Mamphela Ramphele takes on the Traditional Courts Bill

Sonke Gender Justice

This is an abridged transcript of Mamphela Ramphele’s speech given at UCT in March 2012.

I was born and bred in the rural areas; I come from Limpopo province. I was a political activist in the 1970s working in the Eastern Cape, and things are so bad there that I have decided to go back to the trenches. We are working in communities that are being held captive by chiefs – this is the background against which I am making these comments.

The Traditional Courts Bill is, “Goodbye apartheid in 1994, welcome apartheid in 2012.” It is a cruel irony that we are talking about this in 2012.

What’s it all about?

This is about the bill of rights that we signed up for. This is about the rule of law. This is about equality before the law.

When Madiba told me that, as part of the negotiated settlement, they are going to enshrine customary law in the constitution, I said, “Tata, be careful not to end up in a situation where all your sacrifices as a freedom fighter are undermined by the inherent contradictions between customary law, or traditional law, or African law, and the constitutional law under which we live.”

This is not because there is anything wrong with African law. It is because we live in a progressive constitutional framework that seeks to establish, as Madiba said, a regime that never existed here. And probably has never existed in many other countries, including Great Britain, which does not have a constitution. We are not talking about doing something which we are borrowing from someone. We are talking about being an example.

People revere the kind of constitutional democratic order we have. We need to remember that this order was established because of the experiences we had as subjects of authoritarian systems.

Authoritarian systems are not just restricted to the apartheid system. Most of the people in South Africa, even those who come from Britain, Germany, France, or who are of the Jewish or Muslim faiths, we all come from authoritarian systems in one form or another. And all of us had to put aside those systems in order to celebrate the equality which lies at the heart of our constitution.

Please don’t disturb our authoritarianism

So for Africans to say “No, no, no, please don’t disturb our particular form of authoritarianism,” is odd. Because equality is better for everybody: traditional leaders, poor people, rich people, men and women.

Because authoritarian systems everywhere in the world don’t just stop at imposing their will on everybody. They target the most vulnerable. So an authoritarian person in the home, ‘the head of the household’, if that person feels threatened, the person he goes for is not his neighbour who is as big as he is – it is his wife and children.

So we cannot have a system without checks and balances on the powers of people simply because they happen to be born leaders. Everyone, whether you are a leader, an archbishop, a doctor – you all have to be subject to the new democratic constitutional order. This bill absolutely violates this precept.

I am concerned about it for another reason. Again, if you look at those two provinces, one, my native province, Limpopo, and the other, my adopted province, the Eastern Cape, why are they the poorest? It is not because they lack resources. Those two provinces were the leaders in South Africa in terms of educational excellence.

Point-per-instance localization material
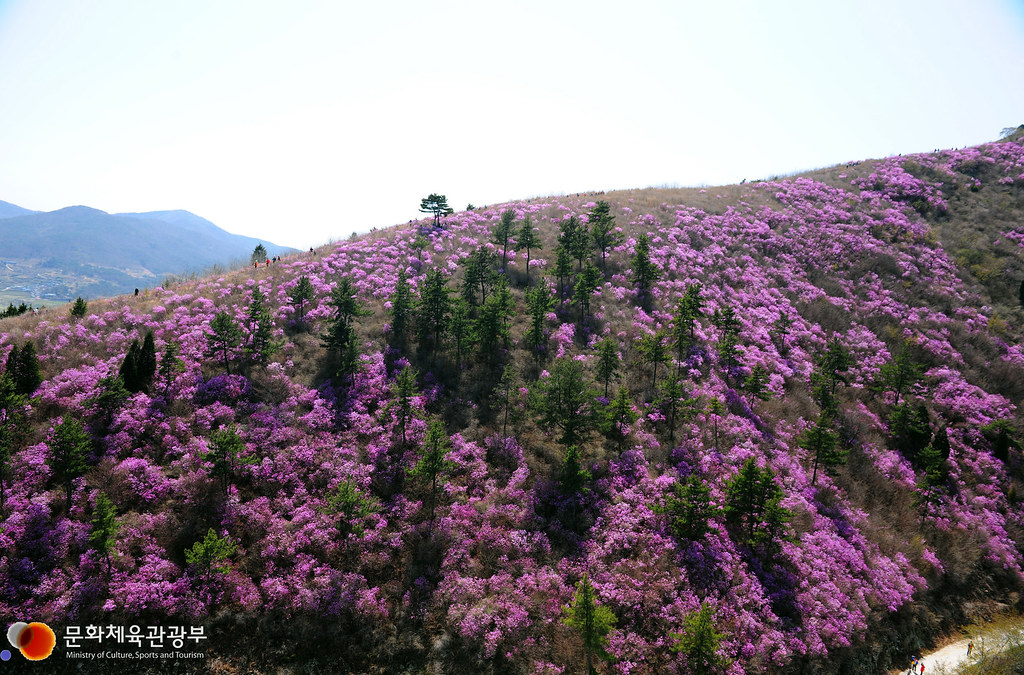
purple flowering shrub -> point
(327, 518)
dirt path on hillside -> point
(946, 660)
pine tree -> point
(226, 457)
(401, 405)
(479, 275)
(224, 339)
(821, 440)
(503, 233)
(146, 361)
(259, 254)
(899, 374)
(434, 309)
(79, 308)
(129, 369)
(563, 266)
(539, 303)
(688, 309)
(753, 508)
(401, 310)
(593, 621)
(576, 239)
(104, 526)
(602, 224)
(69, 448)
(619, 416)
(699, 642)
(645, 272)
(437, 205)
(607, 362)
(433, 463)
(527, 239)
(756, 384)
(170, 366)
(27, 370)
(583, 291)
(340, 338)
(13, 427)
(689, 508)
(652, 351)
(211, 554)
(563, 402)
(302, 293)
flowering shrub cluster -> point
(311, 478)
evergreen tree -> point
(226, 457)
(224, 339)
(129, 369)
(602, 224)
(401, 404)
(583, 291)
(170, 366)
(689, 508)
(433, 463)
(699, 642)
(479, 275)
(834, 364)
(260, 326)
(821, 440)
(401, 310)
(619, 416)
(651, 347)
(352, 508)
(434, 309)
(503, 233)
(563, 402)
(756, 384)
(211, 554)
(104, 526)
(539, 303)
(493, 328)
(909, 431)
(899, 374)
(146, 368)
(28, 377)
(299, 296)
(607, 362)
(576, 239)
(13, 428)
(688, 310)
(69, 448)
(645, 272)
(79, 308)
(593, 621)
(673, 401)
(563, 266)
(340, 337)
(527, 239)
(437, 205)
(111, 398)
(259, 254)
(753, 507)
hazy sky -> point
(304, 121)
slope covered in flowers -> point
(875, 558)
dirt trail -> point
(946, 660)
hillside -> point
(798, 415)
(79, 251)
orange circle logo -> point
(35, 640)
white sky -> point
(300, 122)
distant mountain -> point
(8, 210)
(83, 251)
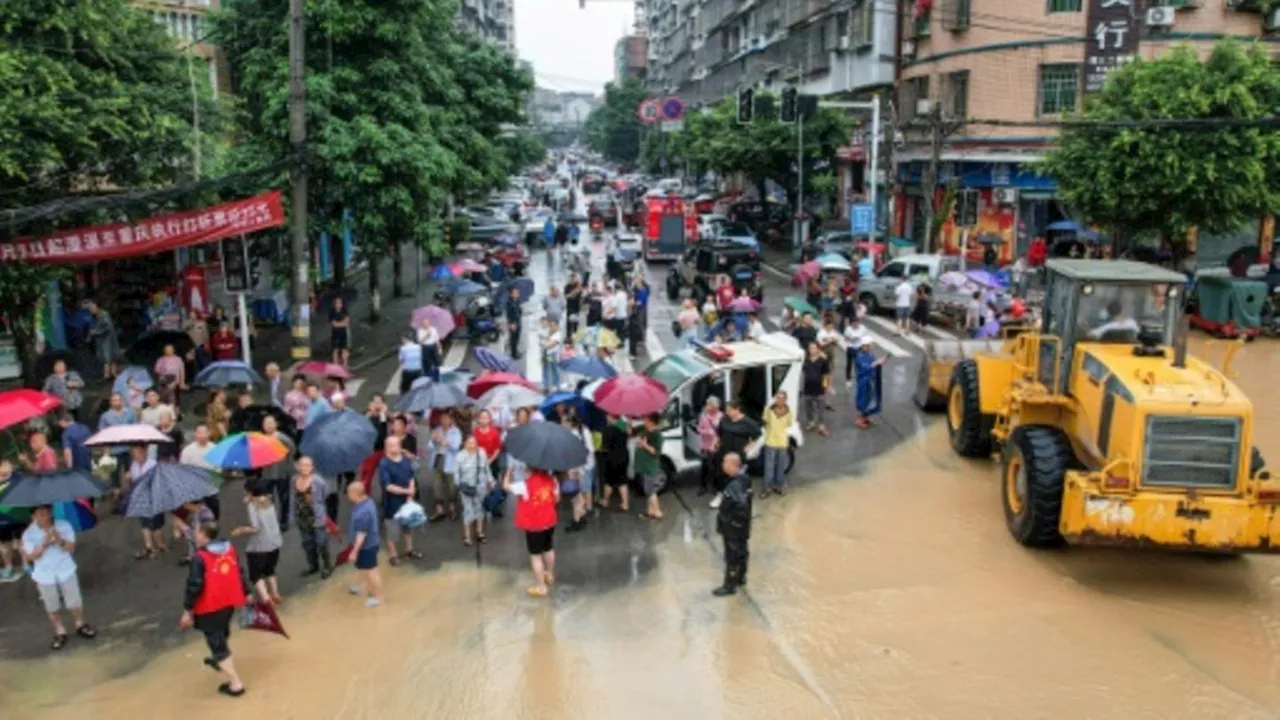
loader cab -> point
(1109, 302)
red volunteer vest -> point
(223, 586)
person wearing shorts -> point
(649, 465)
(535, 514)
(365, 538)
(49, 546)
(216, 586)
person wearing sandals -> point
(474, 479)
(263, 550)
(536, 499)
(648, 465)
(816, 373)
(364, 543)
(396, 477)
(48, 545)
(216, 586)
(152, 527)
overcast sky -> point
(571, 49)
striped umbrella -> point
(247, 451)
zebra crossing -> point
(547, 269)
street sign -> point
(649, 110)
(236, 264)
(862, 218)
(672, 109)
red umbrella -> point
(325, 369)
(631, 395)
(21, 405)
(484, 383)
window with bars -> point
(864, 21)
(958, 95)
(1059, 87)
(1064, 5)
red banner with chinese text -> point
(151, 235)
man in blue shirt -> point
(364, 543)
(411, 361)
(76, 455)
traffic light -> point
(789, 105)
(745, 105)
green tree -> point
(1171, 178)
(613, 128)
(764, 149)
(94, 96)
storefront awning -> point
(151, 235)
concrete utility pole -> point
(300, 247)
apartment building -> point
(184, 21)
(493, 21)
(630, 58)
(1027, 60)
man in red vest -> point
(216, 584)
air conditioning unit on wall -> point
(1006, 195)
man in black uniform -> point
(734, 524)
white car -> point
(752, 373)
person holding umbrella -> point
(48, 546)
(216, 584)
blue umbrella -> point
(338, 442)
(140, 377)
(168, 487)
(496, 361)
(457, 286)
(566, 397)
(589, 367)
(433, 396)
(228, 373)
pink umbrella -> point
(805, 273)
(631, 395)
(324, 369)
(439, 318)
(466, 265)
(127, 434)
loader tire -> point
(1032, 478)
(968, 427)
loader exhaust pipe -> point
(1182, 327)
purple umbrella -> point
(496, 361)
(439, 318)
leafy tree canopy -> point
(613, 128)
(1173, 178)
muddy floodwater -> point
(892, 592)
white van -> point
(752, 374)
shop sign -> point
(152, 235)
(1111, 39)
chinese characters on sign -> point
(1111, 39)
(151, 235)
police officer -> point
(734, 524)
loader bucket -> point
(940, 358)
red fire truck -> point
(670, 227)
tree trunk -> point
(397, 270)
(375, 300)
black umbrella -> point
(245, 419)
(545, 446)
(168, 487)
(32, 490)
(150, 346)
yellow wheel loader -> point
(1107, 433)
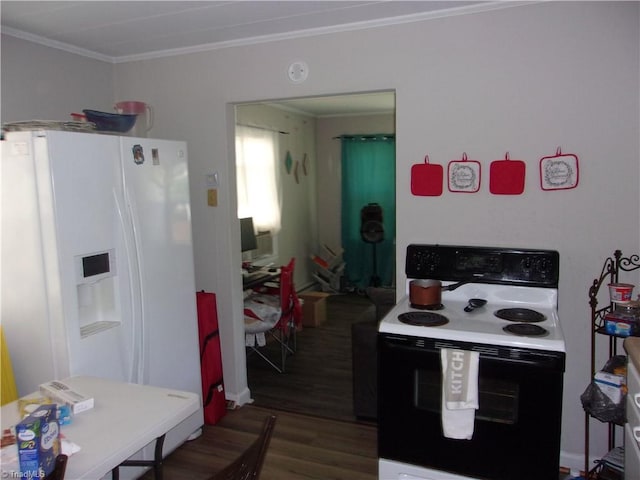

▶ [Actions to take]:
**a)** In the speech on the Traditional Courts Bill, which province does the speaker call their native province?
**b)** Reproduce word for word the section of the Traditional Courts Bill speech starting with "This is an abridged" and going on through "this in 2012.".
**c)** Write the next part of the speech on the Traditional Courts Bill, picking up after its final sentence.
This material has no connection to the speech on the Traditional Courts Bill.

▶ [Answers below]:
**a)** Limpopo.

**b)**
This is an abridged transcript of Mamphela Ramphele’s speech given at UCT in March 2012.

I was born and bred in the rural areas; I come from Limpopo province. I was a political activist in the 1970s working in the Eastern Cape, and things are so bad there that I have decided to go back to the trenches. We are working in communities that are being held captive by chiefs – this is the background against which I am making these comments.

The Traditional Courts Bill is, “Goodbye apartheid in 1994, welcome apartheid in 2012.” It is a cruel irony that we are talking about this in 2012.

**c)**
You look around South Africa, the greatest leaders, whether they were in the ANC or even the National Party of old, came from the Great North or the Eastern Cape. It is not an accident. It is because at that time, when people were under pressure, they valued developing the intellectual, human and social capital of those areas.

In the new South Africa we have decided that our children are so dumb that they only need 30% in three subjects, 40% in another, and they’ve passed. That generates what Peruvian economist Hernando de Soto in relation to property called ‘dead capital’. We are in the business now, in the new South Africa, of creating dead capital in our children.

If you add the Traditional Courts Bill, we not only are going to have children who cannot read or write and therefore can’t work, we are going to have women who are subject to ukutwala, ukungenwa, etc.– practices that this bill is giving legitimacy to.

What worries me more than anything else is this bill was not drafted yesterday. It was drafted under our previous president, Thabo Mbeki, just in case people have the wrong idea. It has been shelved and re-shelved. Why was it dug out in December 2011?

‘You are my people, this is how you will vote’

One guess. The traditional leaders simply can say: ‘you are my people, this is how you will vote’. It is the same as our children’s education being damaged through this curious situation where government, which is an employer of teachers, is in alliance with teachers. What is the reason? SADTU is quite a block of votes. Our constitutional democracy is being sacrificed on the altar of power.

It is really up to all of us to defend this wonderful democracy we have. Remember when Madiba was inaugurating the Constitutional Court, he said, “I’m here to inaugurate a court that South Africa has never had.” This court is so young, and the regime under which it operates is still evolving. Let’s not damage it. For the sake of those 17 to 20 million people who will be subject to this bill and who really are the most vulnerable in our society, I plead with each and every South African not to sacrifice them for the sake of staying in power in any form or shape.

Mamphela Aletta Ramphele (born 28 December 1947) is a South African academic, businesswoman and medical doctor and was an anti-apartheid activist. She is a current trustee on the board of the Rockefeller Foundation in New York.